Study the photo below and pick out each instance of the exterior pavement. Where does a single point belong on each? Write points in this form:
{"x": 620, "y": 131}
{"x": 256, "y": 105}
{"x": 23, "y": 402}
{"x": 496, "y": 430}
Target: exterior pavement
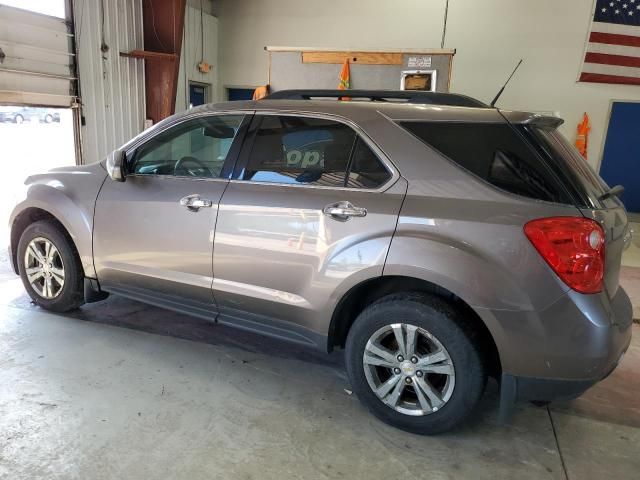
{"x": 123, "y": 390}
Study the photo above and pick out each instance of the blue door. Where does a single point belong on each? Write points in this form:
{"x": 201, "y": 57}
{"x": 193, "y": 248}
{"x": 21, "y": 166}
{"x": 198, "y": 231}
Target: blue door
{"x": 621, "y": 158}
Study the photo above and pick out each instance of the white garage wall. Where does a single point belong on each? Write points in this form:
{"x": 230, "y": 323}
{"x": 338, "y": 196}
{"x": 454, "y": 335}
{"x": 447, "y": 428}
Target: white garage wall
{"x": 111, "y": 86}
{"x": 490, "y": 35}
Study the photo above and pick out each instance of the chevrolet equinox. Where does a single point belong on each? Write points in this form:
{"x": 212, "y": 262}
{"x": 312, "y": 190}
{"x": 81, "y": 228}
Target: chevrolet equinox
{"x": 437, "y": 240}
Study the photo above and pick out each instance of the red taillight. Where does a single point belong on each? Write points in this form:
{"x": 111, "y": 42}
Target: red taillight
{"x": 573, "y": 247}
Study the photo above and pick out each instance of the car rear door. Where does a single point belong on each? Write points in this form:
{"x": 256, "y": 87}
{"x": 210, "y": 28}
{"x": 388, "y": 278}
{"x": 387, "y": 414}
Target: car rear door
{"x": 309, "y": 214}
{"x": 153, "y": 233}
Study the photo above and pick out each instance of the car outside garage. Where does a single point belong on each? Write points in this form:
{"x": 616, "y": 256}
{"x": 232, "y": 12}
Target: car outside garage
{"x": 387, "y": 261}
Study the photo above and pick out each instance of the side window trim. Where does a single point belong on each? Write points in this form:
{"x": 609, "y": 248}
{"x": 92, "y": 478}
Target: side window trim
{"x": 247, "y": 147}
{"x": 230, "y": 160}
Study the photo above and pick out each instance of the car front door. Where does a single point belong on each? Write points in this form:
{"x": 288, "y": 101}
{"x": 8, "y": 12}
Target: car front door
{"x": 310, "y": 212}
{"x": 153, "y": 233}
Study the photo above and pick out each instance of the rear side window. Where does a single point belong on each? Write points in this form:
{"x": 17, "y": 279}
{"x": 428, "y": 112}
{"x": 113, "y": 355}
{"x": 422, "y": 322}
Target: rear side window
{"x": 496, "y": 154}
{"x": 564, "y": 158}
{"x": 312, "y": 151}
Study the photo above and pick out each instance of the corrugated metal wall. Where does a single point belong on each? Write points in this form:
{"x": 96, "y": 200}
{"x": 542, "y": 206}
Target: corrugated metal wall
{"x": 192, "y": 54}
{"x": 111, "y": 86}
{"x": 36, "y": 64}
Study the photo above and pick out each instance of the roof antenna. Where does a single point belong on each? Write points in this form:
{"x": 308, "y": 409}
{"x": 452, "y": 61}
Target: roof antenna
{"x": 493, "y": 104}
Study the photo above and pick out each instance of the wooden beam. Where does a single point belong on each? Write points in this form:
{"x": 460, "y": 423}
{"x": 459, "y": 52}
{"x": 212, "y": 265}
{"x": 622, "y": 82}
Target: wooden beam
{"x": 365, "y": 58}
{"x": 416, "y": 51}
{"x": 148, "y": 55}
{"x": 163, "y": 27}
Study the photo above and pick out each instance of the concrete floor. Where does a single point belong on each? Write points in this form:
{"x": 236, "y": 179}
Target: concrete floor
{"x": 122, "y": 390}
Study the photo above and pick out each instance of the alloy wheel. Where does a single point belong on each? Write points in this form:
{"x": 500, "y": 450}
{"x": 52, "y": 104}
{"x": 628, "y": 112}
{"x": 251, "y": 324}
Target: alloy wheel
{"x": 409, "y": 369}
{"x": 44, "y": 268}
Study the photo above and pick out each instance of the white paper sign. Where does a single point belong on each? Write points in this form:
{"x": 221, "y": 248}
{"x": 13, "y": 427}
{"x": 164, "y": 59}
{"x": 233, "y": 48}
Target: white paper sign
{"x": 419, "y": 62}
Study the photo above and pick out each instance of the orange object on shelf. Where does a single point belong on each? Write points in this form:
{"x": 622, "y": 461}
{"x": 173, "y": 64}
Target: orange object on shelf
{"x": 261, "y": 92}
{"x": 345, "y": 82}
{"x": 582, "y": 140}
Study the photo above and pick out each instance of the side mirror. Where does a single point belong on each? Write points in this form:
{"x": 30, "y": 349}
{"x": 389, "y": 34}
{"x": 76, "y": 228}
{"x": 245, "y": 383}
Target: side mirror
{"x": 115, "y": 165}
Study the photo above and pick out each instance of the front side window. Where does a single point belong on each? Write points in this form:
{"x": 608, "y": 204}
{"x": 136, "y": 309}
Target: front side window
{"x": 196, "y": 148}
{"x": 312, "y": 151}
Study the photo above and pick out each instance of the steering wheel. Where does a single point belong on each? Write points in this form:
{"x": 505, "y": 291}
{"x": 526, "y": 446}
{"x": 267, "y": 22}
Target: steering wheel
{"x": 199, "y": 163}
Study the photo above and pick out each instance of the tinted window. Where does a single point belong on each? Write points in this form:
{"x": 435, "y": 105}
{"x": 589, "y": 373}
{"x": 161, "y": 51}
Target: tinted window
{"x": 495, "y": 153}
{"x": 300, "y": 150}
{"x": 197, "y": 148}
{"x": 311, "y": 151}
{"x": 366, "y": 170}
{"x": 571, "y": 166}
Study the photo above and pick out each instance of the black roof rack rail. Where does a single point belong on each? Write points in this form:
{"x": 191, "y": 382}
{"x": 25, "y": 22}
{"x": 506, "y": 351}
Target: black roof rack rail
{"x": 407, "y": 96}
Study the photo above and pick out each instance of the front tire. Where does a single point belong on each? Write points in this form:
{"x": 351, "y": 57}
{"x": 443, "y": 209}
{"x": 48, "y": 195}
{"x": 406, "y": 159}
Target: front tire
{"x": 412, "y": 362}
{"x": 49, "y": 267}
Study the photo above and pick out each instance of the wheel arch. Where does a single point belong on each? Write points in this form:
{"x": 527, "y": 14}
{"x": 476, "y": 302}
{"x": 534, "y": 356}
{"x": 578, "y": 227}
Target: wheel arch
{"x": 25, "y": 218}
{"x": 369, "y": 291}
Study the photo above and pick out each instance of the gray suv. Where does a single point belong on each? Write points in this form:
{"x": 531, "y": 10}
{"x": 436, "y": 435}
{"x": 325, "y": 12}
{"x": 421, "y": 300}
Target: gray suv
{"x": 435, "y": 239}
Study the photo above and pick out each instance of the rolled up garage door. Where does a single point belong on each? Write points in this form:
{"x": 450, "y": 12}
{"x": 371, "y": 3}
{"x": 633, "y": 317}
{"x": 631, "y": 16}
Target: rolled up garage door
{"x": 36, "y": 59}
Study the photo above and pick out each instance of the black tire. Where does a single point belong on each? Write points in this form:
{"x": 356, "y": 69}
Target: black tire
{"x": 445, "y": 323}
{"x": 71, "y": 295}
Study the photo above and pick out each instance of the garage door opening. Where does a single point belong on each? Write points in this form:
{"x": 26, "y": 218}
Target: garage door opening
{"x": 53, "y": 8}
{"x": 33, "y": 140}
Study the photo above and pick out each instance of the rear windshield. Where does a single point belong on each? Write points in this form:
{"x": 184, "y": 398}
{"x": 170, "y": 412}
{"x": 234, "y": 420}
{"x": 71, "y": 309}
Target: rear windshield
{"x": 496, "y": 153}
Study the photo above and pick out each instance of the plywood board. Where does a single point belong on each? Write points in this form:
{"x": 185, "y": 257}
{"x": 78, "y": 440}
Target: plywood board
{"x": 365, "y": 58}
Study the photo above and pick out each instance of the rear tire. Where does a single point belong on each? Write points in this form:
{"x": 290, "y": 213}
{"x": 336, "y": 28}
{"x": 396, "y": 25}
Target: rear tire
{"x": 437, "y": 392}
{"x": 50, "y": 271}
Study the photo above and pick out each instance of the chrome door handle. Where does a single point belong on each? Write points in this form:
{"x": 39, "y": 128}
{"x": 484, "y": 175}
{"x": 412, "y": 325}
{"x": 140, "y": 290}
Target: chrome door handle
{"x": 195, "y": 203}
{"x": 343, "y": 211}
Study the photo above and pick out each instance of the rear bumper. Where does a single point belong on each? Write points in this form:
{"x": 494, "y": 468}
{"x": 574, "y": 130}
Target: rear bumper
{"x": 515, "y": 389}
{"x": 564, "y": 350}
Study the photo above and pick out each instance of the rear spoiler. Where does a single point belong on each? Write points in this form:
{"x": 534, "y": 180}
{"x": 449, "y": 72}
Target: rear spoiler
{"x": 534, "y": 119}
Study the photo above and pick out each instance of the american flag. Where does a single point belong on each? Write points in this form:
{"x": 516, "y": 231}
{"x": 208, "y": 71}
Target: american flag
{"x": 613, "y": 51}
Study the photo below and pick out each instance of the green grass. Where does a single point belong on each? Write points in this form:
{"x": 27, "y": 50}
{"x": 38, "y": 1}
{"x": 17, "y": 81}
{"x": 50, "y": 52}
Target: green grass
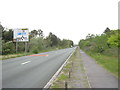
{"x": 108, "y": 62}
{"x": 63, "y": 77}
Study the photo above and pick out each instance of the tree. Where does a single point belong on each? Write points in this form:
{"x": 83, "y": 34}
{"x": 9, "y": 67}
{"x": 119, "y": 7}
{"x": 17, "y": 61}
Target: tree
{"x": 40, "y": 33}
{"x": 7, "y": 35}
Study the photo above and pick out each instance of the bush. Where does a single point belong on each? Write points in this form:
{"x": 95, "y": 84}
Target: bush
{"x": 8, "y": 48}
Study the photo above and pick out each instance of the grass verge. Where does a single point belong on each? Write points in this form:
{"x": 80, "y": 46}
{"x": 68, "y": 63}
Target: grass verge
{"x": 110, "y": 63}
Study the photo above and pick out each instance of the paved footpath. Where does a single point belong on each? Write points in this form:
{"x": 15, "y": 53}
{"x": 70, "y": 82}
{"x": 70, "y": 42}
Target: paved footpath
{"x": 98, "y": 77}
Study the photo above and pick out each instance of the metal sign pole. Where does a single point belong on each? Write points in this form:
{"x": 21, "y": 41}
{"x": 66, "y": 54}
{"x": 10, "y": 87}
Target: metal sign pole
{"x": 16, "y": 46}
{"x": 25, "y": 47}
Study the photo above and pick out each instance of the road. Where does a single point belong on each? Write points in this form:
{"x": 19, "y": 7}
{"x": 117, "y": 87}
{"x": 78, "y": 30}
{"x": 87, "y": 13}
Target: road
{"x": 33, "y": 71}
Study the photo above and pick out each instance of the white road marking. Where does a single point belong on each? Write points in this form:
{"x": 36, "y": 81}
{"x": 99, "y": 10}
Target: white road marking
{"x": 81, "y": 52}
{"x": 25, "y": 62}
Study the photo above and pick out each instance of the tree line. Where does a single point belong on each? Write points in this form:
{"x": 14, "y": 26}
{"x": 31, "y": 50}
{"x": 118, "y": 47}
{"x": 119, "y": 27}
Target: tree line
{"x": 106, "y": 43}
{"x": 37, "y": 42}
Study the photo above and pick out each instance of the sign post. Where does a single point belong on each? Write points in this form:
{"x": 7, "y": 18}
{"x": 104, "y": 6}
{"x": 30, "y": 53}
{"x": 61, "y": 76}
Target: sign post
{"x": 21, "y": 35}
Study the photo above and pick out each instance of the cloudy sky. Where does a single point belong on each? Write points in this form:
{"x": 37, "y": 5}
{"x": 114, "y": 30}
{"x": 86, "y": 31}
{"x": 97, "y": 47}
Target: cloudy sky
{"x": 70, "y": 19}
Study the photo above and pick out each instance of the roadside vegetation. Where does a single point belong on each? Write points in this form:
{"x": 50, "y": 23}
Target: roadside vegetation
{"x": 104, "y": 49}
{"x": 37, "y": 43}
{"x": 72, "y": 73}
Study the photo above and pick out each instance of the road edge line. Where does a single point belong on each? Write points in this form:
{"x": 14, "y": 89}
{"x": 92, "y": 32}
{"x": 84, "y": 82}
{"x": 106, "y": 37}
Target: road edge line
{"x": 57, "y": 73}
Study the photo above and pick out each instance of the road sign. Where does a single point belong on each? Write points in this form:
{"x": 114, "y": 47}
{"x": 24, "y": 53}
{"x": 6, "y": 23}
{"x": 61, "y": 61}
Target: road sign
{"x": 21, "y": 35}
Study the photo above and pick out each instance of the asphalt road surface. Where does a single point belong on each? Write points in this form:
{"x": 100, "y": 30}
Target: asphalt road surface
{"x": 33, "y": 71}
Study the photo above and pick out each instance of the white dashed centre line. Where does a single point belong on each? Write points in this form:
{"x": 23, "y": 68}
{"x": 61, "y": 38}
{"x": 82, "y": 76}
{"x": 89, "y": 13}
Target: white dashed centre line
{"x": 25, "y": 62}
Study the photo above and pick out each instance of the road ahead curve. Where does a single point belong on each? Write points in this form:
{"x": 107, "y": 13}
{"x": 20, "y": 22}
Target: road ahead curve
{"x": 32, "y": 71}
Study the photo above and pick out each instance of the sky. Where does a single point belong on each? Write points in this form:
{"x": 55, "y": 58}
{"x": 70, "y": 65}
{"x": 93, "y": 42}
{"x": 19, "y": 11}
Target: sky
{"x": 69, "y": 19}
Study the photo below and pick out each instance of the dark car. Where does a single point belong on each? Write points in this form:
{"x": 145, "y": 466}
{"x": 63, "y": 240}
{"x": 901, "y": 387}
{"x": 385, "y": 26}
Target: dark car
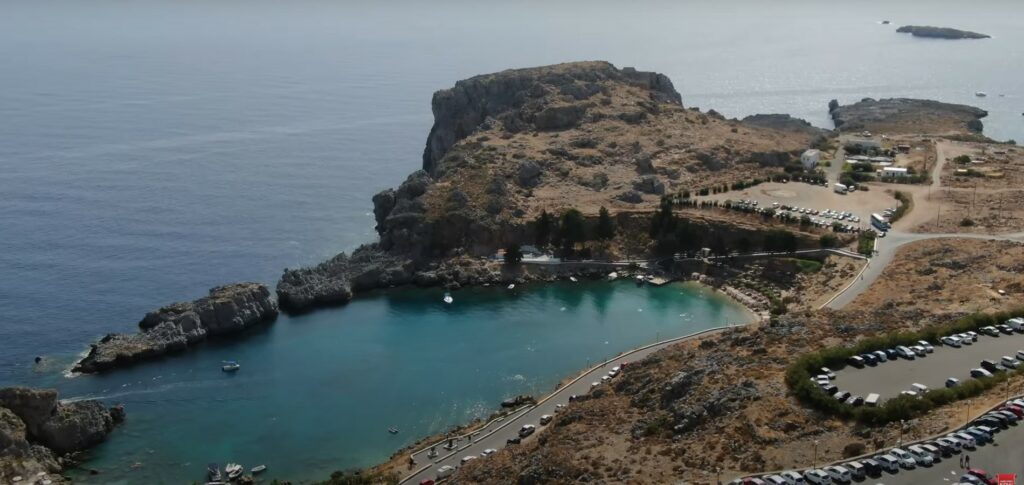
{"x": 872, "y": 468}
{"x": 990, "y": 365}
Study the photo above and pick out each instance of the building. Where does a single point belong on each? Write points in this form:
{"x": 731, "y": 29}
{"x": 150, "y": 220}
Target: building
{"x": 894, "y": 172}
{"x": 810, "y": 159}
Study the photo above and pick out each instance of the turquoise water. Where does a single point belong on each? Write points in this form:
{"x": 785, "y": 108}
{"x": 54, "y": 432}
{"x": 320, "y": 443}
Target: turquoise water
{"x": 318, "y": 392}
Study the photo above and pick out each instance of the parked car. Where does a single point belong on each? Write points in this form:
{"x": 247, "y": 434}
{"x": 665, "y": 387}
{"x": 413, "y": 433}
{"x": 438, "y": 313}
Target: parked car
{"x": 817, "y": 477}
{"x": 905, "y": 352}
{"x": 838, "y": 474}
{"x": 871, "y": 467}
{"x": 984, "y": 476}
{"x": 980, "y": 372}
{"x": 951, "y": 341}
{"x": 445, "y": 472}
{"x": 921, "y": 456}
{"x": 857, "y": 471}
{"x": 990, "y": 365}
{"x": 1009, "y": 362}
{"x": 888, "y": 463}
{"x": 526, "y": 430}
{"x": 906, "y": 460}
{"x": 794, "y": 478}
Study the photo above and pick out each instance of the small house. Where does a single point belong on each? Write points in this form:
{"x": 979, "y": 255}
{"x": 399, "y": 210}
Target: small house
{"x": 810, "y": 159}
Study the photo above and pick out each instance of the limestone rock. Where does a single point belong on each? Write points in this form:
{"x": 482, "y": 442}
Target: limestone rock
{"x": 226, "y": 310}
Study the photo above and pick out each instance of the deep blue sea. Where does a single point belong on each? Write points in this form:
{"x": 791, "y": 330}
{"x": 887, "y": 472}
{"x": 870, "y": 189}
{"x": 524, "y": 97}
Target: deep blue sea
{"x": 150, "y": 150}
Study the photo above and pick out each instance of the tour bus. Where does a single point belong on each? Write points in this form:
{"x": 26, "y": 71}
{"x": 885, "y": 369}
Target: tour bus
{"x": 880, "y": 222}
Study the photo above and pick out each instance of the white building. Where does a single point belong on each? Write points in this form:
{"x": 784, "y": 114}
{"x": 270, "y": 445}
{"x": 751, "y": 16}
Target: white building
{"x": 810, "y": 159}
{"x": 894, "y": 172}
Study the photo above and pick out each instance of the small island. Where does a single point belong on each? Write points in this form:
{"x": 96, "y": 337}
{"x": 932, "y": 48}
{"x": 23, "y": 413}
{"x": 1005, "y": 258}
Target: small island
{"x": 940, "y": 33}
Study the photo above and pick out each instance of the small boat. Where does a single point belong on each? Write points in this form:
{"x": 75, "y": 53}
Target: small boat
{"x": 213, "y": 472}
{"x": 233, "y": 471}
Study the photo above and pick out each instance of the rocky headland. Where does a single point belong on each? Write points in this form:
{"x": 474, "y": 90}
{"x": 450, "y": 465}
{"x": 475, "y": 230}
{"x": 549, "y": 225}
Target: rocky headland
{"x": 39, "y": 435}
{"x": 226, "y": 310}
{"x": 506, "y": 146}
{"x": 940, "y": 33}
{"x": 905, "y": 116}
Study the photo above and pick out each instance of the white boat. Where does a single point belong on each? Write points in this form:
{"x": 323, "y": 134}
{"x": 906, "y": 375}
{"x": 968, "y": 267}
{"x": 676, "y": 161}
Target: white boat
{"x": 233, "y": 471}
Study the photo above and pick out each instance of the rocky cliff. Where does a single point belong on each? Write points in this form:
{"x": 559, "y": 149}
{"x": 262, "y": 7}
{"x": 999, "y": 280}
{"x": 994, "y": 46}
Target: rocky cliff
{"x": 226, "y": 310}
{"x": 37, "y": 431}
{"x": 940, "y": 33}
{"x": 897, "y": 116}
{"x": 506, "y": 145}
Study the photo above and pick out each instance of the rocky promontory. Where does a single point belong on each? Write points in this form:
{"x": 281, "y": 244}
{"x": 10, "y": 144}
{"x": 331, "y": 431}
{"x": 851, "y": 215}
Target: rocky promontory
{"x": 940, "y": 33}
{"x": 227, "y": 309}
{"x": 505, "y": 146}
{"x": 907, "y": 116}
{"x": 38, "y": 432}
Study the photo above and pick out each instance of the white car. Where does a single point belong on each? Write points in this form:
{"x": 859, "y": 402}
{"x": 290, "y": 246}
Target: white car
{"x": 905, "y": 459}
{"x": 445, "y": 472}
{"x": 838, "y": 474}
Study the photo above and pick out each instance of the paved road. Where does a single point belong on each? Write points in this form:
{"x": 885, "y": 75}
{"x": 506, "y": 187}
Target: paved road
{"x": 496, "y": 435}
{"x": 889, "y": 379}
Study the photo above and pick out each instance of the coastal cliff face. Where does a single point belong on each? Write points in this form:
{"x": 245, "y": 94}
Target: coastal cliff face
{"x": 904, "y": 116}
{"x": 507, "y": 145}
{"x": 226, "y": 310}
{"x": 36, "y": 431}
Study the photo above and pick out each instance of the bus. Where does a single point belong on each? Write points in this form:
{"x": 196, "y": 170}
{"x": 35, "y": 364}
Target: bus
{"x": 880, "y": 222}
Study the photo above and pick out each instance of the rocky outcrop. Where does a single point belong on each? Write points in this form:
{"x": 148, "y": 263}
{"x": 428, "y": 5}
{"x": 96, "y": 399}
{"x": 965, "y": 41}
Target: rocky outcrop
{"x": 907, "y": 116}
{"x": 940, "y": 33}
{"x": 226, "y": 310}
{"x": 333, "y": 281}
{"x": 36, "y": 430}
{"x": 528, "y": 97}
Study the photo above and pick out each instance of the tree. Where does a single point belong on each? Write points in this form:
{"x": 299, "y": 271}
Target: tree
{"x": 513, "y": 255}
{"x": 605, "y": 225}
{"x": 544, "y": 227}
{"x": 571, "y": 230}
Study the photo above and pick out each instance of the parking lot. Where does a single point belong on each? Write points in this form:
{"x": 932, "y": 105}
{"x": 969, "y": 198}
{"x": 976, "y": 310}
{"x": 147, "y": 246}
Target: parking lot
{"x": 891, "y": 378}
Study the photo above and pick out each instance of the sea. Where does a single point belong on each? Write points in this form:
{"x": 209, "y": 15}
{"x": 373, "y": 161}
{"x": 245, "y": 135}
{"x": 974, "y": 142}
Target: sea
{"x": 153, "y": 149}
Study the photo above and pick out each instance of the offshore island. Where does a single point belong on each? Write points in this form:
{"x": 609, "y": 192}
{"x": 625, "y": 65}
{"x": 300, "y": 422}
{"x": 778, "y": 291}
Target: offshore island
{"x": 830, "y": 235}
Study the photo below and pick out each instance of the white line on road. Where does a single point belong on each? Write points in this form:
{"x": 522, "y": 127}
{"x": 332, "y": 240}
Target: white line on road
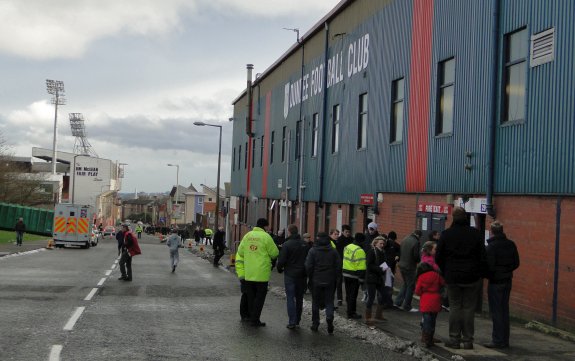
{"x": 55, "y": 353}
{"x": 91, "y": 294}
{"x": 72, "y": 321}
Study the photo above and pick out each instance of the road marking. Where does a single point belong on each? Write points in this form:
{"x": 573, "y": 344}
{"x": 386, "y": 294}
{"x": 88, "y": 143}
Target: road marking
{"x": 72, "y": 321}
{"x": 91, "y": 294}
{"x": 55, "y": 353}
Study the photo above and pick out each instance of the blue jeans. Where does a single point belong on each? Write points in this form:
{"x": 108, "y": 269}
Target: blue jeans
{"x": 462, "y": 304}
{"x": 372, "y": 290}
{"x": 498, "y": 295}
{"x": 405, "y": 295}
{"x": 295, "y": 287}
{"x": 428, "y": 322}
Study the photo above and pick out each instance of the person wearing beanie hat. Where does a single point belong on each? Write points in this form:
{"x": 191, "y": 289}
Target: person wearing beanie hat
{"x": 461, "y": 257}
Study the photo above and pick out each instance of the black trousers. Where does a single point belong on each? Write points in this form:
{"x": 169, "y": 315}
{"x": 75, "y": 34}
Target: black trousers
{"x": 351, "y": 291}
{"x": 218, "y": 254}
{"x": 256, "y": 292}
{"x": 244, "y": 307}
{"x": 126, "y": 265}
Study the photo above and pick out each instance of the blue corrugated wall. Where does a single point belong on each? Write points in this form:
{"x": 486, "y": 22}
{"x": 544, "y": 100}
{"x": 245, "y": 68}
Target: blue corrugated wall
{"x": 536, "y": 156}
^^^^
### TASK PROMPT
Throughout the material above, report each line holding the word "below".

### ANSWER TO THE PROBLEM
Study the photo below and pick out each instance of the exterior pavement. Where does a single point belong on each? Write points in this form:
Study the photo below and pick out each instance of the green grass. Where does a single point belong on each? Write points in this form:
Study the photo below and pick out each instance of the dark car. Where does a single point belong on each? Write points in this form:
Study the photo below and pick out each instance of the white line on road. Where does a single point belong on each? Write points in this form:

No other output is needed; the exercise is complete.